## INPUT FOR THIS TASK
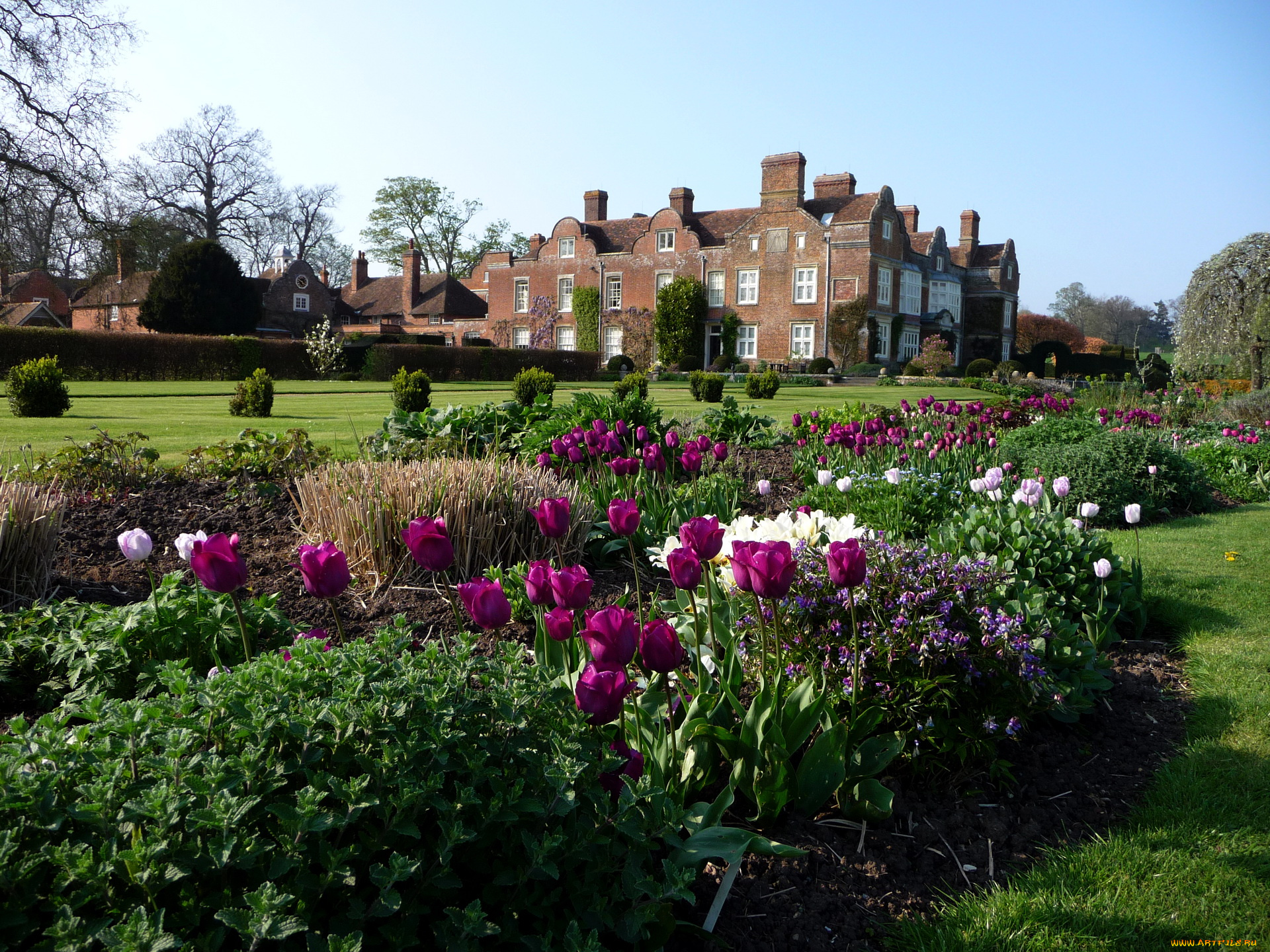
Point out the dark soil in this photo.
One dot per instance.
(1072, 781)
--
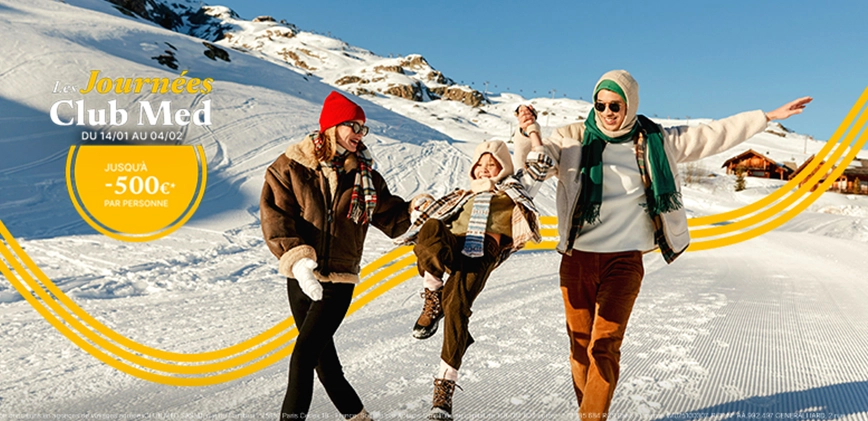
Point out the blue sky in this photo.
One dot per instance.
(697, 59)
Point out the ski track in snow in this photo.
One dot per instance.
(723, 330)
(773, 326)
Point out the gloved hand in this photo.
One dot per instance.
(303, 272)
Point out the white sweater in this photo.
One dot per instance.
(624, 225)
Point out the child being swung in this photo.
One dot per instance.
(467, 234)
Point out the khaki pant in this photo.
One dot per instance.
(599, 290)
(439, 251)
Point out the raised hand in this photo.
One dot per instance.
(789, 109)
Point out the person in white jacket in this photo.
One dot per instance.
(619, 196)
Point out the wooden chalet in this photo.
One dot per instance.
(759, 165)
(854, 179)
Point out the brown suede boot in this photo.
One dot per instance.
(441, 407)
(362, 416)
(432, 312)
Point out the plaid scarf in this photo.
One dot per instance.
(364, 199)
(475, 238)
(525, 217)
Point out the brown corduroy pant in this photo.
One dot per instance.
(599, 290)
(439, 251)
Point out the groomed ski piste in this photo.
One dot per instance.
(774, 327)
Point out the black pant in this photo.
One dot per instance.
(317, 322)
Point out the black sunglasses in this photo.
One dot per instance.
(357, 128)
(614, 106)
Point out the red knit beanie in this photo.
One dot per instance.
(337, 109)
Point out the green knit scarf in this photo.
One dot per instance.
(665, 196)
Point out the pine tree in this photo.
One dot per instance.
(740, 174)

## EXERCISE GOAL
All lines in the data that contain the word "pant" should be copied.

## EXPECTED ANSWER
Point out the khaki pant in this photo.
Point out the brown corduroy pant in this photo.
Point out the black pant in this photo.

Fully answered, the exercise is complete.